***** Document text *****
I can't understand why so many people who love spending time in the great outdoors leave their litter everywhere behind them. If you take it out with you, it's surely not that hard to take it home afterwards. Yet as the leaves die back, you can feast your eyes on the aftermath of many a marathon session.

Beer cans slung in the bushes. Half-eaten meals, sometimes still on plates. Takeaway containers, a colourful selection of discarded under-clothing (male and female...), bottles and tins of all shapes and sizes.

After more seasons than I care to remember, punctuated by the odd decent haul or twenty, I'm close to saying adios to the place - much as it breaks my heart to say so.  If that's your bag of crap left hanging on a tree, you shame us all.

Monday, October 21, 2013

Spot the pike



I spotted this little chap sitting in the margins the other day. An 18ins-long bundle of trouble waiting for the next frog that hops off the pads in search of somewhere to hibernate.

I took a picture of it, but when I got home and plugged in the old hurdy gurdy to download it, I thought I'd snapped the wrong bit of lake at first. Take a closer squint and you can see it. Just.   

Sunday, October 20, 2013

A pike from the Forgotten Pit



There's a big swirl and the water boils as a good fish smashes into the lure. On a forgotten pit in the middle of nowhere, I've sunk my hook into an angry reminder of why I love this so much.

 I'd never set eyes on the place before I clocked it on Google Earth. Pits elsewhere in the valley hold pike, so this one surely must. I plotted the track that winds around the old gravel workings from the by-road, sketching it on a Post-It I could stick on the dashboard of the car to help me find it.

The first few casts revealed an underwater jumble of bars and drop-offs, weedbeds and silty shallows full of sticks and twigs. I persevered in a corner where a tiny pike barely bigger than the lure chased the Big Hammer.

Baby Pike should, in theory, mean Mummy and Daddy Pike are in here too. I dropped into a gap between two trees where the wind was off my back and I could send the shad right out towards the middle, into the pit's main bowl.

It's not much deeper, maybe five or six feet. It needs a brisk retrieve to keep the shad above the weed. A few casts later and bang - Mummy's here. The sleek low double fights hard in the clear water. From up on the bank, I can see it flare its gills and furiously shake its head.
*****
Job 1: In the pike-fishing blog, why does the writer say a brisk retrieve is needed in the pit's main bowl? Answer in one to three sentences.
Job 2: How long was the pike the writer spotted sitting in the margins, according to the pike-fishing blog?
Job 3: Reproduce everything in the pike-fishing blog from "Beer cans slung" down to "shapes and sizes.".
***** Provided data *****
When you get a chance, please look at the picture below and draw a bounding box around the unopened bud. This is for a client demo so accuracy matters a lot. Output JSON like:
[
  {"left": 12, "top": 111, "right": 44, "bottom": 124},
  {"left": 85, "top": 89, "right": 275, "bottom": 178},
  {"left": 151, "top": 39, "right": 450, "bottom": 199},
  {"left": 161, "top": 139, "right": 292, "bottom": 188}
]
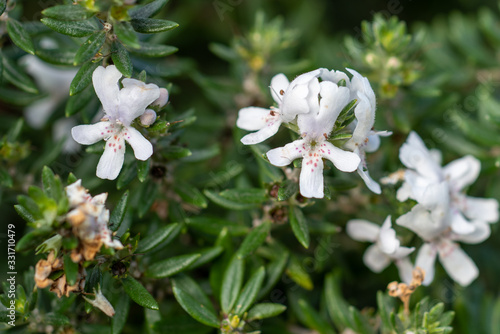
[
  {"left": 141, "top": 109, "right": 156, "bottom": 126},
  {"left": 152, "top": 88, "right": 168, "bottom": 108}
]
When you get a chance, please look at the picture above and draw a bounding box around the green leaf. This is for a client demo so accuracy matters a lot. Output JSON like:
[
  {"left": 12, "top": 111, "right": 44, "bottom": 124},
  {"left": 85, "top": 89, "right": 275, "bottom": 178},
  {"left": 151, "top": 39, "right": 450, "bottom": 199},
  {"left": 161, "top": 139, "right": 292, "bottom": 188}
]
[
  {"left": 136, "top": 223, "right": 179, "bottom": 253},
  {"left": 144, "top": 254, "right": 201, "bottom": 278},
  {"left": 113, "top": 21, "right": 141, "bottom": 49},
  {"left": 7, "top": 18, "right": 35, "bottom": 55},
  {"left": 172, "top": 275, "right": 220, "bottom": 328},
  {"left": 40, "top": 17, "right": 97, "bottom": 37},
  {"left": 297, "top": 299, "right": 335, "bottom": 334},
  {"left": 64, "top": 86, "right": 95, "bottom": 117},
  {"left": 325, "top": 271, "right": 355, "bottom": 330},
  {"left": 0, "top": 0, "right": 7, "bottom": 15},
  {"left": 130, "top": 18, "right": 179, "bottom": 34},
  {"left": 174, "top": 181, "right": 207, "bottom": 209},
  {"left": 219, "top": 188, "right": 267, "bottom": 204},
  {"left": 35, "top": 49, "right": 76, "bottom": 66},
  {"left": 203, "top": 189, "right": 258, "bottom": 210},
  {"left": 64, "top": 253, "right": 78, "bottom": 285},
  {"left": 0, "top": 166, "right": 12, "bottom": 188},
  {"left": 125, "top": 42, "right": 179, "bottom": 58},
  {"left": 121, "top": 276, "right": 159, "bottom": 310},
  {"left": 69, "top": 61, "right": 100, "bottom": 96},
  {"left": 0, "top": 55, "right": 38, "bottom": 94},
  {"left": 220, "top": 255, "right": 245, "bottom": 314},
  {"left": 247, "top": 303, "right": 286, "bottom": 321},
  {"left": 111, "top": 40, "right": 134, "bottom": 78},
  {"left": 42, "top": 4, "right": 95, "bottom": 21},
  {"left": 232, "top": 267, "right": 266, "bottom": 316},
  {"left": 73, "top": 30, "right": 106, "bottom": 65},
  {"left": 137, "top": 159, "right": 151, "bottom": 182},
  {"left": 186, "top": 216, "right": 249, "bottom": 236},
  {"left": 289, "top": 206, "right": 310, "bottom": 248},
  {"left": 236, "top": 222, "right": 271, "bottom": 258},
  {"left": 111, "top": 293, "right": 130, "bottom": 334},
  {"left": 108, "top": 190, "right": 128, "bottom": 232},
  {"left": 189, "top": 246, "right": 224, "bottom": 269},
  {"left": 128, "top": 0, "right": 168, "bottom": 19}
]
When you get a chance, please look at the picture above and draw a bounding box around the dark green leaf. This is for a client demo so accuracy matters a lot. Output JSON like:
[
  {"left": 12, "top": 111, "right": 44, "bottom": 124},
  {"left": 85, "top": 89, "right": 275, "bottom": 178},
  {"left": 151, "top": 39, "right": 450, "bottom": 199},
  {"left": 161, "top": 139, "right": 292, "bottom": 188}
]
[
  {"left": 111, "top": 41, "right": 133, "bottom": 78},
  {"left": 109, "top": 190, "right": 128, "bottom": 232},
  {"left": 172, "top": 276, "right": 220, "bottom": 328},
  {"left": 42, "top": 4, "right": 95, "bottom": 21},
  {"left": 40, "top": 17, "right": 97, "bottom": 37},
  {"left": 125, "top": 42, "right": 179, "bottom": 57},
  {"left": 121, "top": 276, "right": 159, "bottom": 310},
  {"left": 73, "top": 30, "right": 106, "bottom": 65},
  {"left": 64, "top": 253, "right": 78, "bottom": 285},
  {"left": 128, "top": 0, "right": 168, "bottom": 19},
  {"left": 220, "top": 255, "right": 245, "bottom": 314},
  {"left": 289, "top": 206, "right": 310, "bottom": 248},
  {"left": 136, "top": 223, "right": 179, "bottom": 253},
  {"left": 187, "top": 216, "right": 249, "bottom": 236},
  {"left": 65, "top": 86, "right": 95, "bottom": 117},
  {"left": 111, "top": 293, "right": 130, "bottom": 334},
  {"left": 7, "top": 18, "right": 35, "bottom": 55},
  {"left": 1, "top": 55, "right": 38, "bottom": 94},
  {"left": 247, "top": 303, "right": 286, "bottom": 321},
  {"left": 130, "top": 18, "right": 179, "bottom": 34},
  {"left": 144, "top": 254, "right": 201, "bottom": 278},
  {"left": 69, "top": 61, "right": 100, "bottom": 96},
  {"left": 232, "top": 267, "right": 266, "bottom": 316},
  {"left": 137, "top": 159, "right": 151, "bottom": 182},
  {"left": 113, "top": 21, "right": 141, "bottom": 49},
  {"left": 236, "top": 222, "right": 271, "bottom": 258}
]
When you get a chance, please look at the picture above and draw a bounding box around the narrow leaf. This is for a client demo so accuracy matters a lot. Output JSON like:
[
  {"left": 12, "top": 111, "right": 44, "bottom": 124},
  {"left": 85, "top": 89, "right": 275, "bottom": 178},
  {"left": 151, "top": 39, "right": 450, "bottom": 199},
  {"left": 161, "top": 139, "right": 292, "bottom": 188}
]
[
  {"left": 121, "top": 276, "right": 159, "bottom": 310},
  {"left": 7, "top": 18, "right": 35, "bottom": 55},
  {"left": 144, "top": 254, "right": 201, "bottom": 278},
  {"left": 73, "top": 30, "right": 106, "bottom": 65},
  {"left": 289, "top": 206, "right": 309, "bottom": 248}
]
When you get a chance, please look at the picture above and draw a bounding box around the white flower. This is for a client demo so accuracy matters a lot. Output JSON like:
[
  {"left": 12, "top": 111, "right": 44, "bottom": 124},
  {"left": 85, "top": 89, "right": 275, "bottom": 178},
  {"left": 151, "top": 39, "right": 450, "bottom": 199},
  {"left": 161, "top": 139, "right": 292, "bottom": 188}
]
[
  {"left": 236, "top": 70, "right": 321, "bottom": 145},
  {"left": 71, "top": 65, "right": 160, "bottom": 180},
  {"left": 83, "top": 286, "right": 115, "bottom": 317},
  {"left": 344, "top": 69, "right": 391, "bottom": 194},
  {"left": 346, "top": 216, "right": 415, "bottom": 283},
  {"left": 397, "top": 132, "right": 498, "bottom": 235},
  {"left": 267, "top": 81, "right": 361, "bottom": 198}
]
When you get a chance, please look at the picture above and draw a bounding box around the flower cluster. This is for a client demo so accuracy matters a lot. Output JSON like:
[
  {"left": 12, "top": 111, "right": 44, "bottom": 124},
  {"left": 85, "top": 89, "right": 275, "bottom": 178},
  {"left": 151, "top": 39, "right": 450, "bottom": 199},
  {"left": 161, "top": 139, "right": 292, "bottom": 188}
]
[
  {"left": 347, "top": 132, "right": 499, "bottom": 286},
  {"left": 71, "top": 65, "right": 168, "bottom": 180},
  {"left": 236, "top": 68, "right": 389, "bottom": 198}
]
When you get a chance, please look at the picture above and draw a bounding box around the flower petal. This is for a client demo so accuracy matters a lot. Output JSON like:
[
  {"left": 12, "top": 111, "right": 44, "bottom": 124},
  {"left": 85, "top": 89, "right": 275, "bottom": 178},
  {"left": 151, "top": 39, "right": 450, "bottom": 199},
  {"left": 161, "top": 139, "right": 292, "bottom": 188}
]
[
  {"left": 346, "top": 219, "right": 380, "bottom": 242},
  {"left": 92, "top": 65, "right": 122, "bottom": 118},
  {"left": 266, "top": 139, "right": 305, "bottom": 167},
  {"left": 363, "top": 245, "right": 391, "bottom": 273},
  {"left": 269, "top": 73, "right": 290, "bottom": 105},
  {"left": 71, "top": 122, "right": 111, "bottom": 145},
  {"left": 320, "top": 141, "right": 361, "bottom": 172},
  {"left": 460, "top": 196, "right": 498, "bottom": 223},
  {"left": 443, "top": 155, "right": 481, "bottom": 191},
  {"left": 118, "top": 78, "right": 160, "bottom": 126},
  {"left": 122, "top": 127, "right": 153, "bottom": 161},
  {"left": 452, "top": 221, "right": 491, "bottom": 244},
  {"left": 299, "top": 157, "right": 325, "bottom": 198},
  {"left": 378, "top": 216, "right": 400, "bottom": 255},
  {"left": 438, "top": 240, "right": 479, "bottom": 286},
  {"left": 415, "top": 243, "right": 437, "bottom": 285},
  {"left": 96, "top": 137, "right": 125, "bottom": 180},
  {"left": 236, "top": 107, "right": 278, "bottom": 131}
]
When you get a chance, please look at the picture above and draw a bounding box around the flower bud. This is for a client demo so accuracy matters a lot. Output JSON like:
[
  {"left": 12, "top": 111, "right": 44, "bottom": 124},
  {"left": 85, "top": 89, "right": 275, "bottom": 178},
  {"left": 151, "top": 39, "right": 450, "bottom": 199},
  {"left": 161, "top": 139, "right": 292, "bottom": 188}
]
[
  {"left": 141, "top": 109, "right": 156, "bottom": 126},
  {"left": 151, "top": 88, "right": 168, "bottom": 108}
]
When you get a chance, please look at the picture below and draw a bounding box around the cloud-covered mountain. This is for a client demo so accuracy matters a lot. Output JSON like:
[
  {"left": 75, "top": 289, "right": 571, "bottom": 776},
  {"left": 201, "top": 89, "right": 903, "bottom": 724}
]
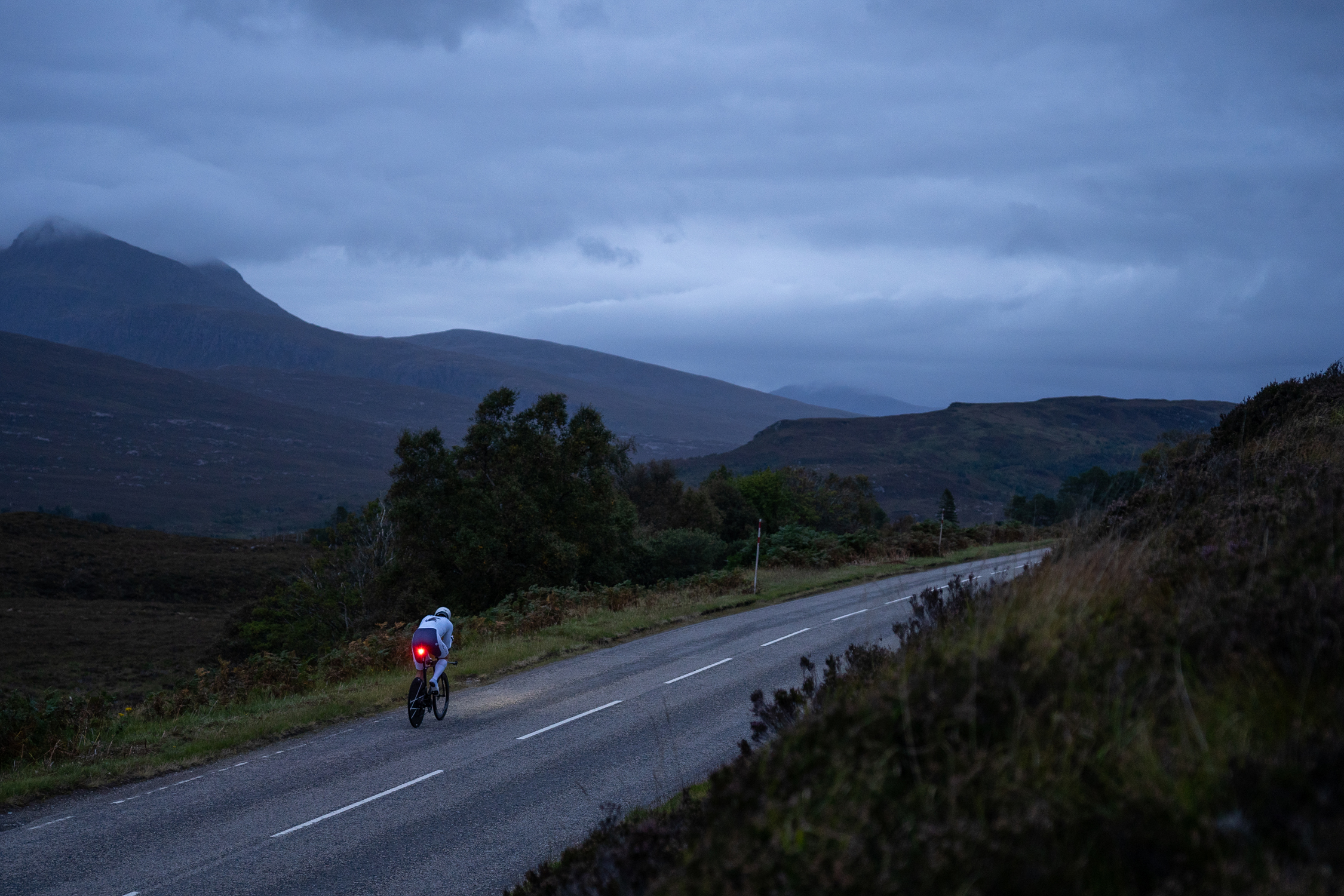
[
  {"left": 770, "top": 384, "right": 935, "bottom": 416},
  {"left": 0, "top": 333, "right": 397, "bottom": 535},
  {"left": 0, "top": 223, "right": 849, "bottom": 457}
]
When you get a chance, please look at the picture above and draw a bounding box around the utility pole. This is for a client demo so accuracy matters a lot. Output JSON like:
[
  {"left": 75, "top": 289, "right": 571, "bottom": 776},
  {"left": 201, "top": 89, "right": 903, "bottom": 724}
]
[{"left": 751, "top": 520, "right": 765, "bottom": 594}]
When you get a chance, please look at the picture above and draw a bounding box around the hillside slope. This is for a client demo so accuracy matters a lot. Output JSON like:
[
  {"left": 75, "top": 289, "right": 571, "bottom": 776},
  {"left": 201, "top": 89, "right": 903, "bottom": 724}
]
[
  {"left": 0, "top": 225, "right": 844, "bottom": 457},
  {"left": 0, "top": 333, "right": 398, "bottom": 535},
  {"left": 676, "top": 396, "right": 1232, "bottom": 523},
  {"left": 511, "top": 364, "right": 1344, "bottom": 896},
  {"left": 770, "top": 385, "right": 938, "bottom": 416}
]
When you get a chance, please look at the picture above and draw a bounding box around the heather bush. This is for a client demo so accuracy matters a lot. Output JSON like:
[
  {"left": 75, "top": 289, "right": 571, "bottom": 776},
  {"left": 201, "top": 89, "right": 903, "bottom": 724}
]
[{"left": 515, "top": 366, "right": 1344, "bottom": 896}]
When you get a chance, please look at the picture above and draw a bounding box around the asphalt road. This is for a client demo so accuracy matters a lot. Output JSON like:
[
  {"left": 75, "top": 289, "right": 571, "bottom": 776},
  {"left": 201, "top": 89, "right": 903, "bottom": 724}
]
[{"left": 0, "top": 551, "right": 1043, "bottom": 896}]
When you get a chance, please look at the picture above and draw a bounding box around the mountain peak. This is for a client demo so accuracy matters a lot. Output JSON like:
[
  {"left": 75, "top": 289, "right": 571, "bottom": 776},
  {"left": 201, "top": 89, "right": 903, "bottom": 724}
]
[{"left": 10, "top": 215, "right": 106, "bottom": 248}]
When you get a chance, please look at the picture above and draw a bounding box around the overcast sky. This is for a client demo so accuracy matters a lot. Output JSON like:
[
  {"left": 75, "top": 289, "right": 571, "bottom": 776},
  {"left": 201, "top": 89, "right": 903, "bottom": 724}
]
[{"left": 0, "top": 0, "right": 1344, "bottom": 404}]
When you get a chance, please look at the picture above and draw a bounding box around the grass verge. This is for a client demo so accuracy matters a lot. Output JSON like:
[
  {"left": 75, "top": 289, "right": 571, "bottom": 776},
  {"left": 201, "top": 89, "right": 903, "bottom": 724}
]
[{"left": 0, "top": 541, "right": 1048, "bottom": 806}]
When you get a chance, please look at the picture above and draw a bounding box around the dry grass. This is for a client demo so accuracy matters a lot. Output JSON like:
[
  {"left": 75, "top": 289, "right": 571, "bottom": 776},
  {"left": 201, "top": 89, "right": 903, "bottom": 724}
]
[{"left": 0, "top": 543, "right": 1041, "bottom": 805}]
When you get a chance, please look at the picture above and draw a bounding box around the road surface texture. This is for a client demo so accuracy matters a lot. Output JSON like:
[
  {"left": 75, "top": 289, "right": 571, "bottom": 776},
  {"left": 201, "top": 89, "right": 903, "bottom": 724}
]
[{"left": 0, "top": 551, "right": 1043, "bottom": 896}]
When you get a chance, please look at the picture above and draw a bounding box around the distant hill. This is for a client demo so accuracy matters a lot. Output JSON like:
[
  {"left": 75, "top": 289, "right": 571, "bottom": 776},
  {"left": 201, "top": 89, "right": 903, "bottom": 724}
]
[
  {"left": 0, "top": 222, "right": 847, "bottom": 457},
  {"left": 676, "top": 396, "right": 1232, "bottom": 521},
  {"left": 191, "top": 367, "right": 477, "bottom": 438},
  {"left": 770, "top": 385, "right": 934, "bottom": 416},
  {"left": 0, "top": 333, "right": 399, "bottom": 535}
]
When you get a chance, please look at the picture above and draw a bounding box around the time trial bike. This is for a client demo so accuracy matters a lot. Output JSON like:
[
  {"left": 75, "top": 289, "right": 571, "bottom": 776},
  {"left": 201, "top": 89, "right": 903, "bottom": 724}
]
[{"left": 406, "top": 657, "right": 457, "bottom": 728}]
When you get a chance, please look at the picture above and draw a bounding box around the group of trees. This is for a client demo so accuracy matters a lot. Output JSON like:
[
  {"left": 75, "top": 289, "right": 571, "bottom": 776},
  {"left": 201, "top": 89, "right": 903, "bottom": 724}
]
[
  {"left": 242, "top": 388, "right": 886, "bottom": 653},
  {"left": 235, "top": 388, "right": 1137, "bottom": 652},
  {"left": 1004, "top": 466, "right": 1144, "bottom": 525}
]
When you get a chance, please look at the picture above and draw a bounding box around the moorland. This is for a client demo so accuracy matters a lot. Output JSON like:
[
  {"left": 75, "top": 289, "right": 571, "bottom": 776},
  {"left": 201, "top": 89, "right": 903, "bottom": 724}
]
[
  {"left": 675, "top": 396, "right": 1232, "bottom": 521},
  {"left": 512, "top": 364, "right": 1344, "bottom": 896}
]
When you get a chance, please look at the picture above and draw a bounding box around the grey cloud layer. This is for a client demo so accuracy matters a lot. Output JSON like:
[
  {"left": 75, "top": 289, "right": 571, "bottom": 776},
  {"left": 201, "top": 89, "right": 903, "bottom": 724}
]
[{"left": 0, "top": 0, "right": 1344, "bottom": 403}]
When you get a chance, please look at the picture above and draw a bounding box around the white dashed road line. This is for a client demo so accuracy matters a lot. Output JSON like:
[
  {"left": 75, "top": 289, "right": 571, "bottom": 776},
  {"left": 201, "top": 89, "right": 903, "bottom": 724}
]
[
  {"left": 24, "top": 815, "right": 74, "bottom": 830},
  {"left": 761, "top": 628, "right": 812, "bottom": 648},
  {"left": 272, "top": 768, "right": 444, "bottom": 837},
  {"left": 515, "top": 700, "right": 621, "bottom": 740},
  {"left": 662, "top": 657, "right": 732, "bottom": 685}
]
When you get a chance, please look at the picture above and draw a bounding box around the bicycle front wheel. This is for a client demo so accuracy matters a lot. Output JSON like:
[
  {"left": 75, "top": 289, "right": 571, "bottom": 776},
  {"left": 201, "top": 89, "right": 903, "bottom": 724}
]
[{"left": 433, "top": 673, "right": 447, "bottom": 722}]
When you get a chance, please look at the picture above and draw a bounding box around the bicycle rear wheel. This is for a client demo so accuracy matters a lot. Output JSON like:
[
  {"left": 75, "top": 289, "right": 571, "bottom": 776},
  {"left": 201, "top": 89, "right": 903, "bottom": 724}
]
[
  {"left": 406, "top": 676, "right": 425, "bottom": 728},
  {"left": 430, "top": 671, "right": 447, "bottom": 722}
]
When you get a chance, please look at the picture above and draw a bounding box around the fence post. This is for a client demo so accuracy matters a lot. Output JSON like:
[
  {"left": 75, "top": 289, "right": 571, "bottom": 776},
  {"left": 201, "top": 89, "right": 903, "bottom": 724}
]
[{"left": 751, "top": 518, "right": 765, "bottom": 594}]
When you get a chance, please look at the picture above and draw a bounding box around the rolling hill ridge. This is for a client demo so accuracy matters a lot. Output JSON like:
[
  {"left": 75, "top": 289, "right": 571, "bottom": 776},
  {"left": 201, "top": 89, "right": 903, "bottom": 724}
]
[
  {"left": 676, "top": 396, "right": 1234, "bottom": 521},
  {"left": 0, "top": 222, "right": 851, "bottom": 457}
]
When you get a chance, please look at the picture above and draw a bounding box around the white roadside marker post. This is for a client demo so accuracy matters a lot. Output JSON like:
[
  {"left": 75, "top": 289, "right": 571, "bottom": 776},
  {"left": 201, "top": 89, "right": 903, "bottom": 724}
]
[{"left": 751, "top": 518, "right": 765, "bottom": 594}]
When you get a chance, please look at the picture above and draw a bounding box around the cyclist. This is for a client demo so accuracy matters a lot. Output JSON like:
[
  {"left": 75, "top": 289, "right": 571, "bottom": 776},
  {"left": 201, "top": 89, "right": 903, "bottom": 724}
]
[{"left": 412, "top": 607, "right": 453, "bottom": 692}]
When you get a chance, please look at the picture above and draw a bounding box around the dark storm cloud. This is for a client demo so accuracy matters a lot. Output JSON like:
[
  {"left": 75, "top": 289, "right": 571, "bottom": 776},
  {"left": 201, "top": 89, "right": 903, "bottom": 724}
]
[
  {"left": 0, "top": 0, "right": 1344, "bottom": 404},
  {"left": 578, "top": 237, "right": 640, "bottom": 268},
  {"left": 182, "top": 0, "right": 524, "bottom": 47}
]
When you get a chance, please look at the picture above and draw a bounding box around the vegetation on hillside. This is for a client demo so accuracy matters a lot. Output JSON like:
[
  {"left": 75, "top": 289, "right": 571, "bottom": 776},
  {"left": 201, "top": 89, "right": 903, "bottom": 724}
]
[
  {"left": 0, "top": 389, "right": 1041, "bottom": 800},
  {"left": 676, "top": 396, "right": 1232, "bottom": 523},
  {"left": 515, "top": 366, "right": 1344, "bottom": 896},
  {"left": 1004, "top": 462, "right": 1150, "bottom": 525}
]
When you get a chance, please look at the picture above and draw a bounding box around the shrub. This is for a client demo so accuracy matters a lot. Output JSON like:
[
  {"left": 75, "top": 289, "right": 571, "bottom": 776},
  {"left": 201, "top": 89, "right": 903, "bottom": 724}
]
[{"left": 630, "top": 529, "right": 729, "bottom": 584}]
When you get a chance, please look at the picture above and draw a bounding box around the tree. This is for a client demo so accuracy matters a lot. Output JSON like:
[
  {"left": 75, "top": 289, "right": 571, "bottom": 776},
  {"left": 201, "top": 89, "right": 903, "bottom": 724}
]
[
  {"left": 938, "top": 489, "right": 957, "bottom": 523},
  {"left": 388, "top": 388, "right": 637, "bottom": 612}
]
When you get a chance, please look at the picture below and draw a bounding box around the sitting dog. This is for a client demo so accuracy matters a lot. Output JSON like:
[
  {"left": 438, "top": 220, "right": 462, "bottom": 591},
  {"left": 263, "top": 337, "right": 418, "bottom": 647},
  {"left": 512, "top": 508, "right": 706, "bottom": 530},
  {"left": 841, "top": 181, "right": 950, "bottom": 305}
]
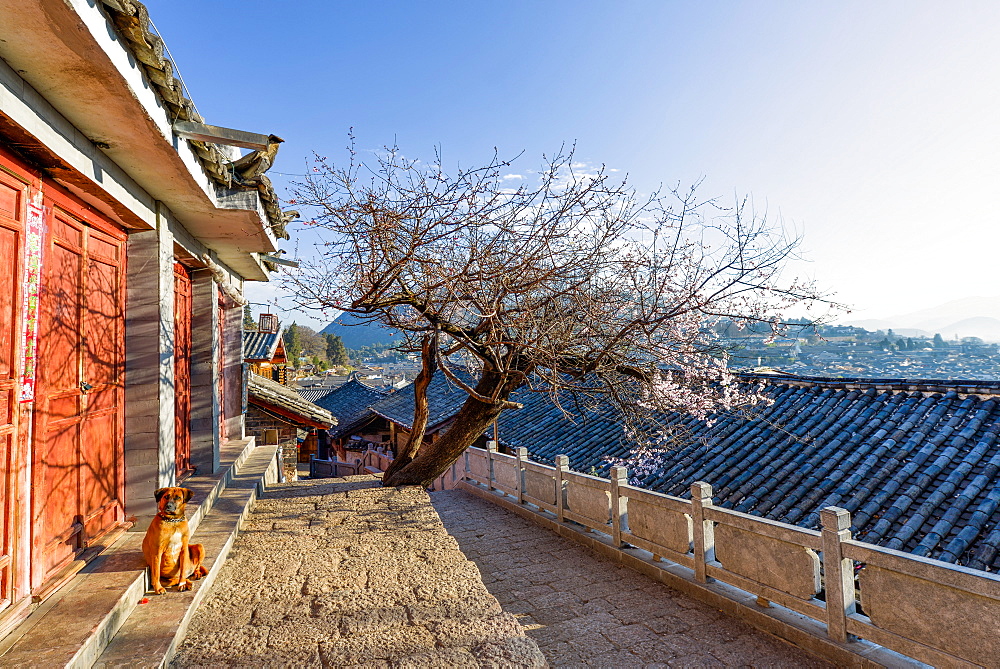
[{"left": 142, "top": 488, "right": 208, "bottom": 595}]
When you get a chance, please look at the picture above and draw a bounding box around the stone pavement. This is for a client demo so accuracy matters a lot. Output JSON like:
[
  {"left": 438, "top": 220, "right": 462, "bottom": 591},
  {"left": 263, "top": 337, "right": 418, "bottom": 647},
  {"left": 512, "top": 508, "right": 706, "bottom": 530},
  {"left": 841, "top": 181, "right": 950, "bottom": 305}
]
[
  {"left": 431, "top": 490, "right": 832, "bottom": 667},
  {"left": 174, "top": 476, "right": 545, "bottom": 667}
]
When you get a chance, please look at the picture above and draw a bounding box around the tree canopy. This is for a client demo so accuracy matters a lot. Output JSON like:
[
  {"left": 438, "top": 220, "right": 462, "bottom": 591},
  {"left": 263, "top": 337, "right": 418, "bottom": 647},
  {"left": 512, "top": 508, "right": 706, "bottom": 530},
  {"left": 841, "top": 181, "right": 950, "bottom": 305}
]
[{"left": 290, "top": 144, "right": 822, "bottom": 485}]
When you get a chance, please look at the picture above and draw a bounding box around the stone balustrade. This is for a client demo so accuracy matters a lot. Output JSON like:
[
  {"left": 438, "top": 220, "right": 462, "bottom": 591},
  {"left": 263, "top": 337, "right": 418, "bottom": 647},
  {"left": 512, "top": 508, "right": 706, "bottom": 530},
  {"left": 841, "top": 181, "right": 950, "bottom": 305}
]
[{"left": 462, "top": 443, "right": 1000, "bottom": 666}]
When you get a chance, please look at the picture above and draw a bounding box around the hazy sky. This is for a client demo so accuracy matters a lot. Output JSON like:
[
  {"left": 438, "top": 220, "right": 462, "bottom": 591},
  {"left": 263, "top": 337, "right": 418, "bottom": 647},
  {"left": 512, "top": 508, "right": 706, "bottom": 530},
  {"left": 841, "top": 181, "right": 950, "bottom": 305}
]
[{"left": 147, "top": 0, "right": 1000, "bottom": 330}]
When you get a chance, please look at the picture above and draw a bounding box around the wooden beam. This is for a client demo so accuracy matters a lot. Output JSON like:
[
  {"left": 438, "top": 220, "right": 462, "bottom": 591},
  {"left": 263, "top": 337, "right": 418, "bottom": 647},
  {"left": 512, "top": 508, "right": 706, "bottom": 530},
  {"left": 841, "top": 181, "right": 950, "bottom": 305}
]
*****
Full response 1: The main bowl is not much deeper than the rest of the pit, maybe five or six feet. A brisk retrieve keeps the shad above the weed.

Full response 2: It was 18 inches long.

Full response 3:
Beer cans slung in the bushes. Half-eaten meals, sometimes still on plates. Takeaway containers, a colourful selection of discarded under-clothing (male and female...), bottles and tins of all shapes and sizes.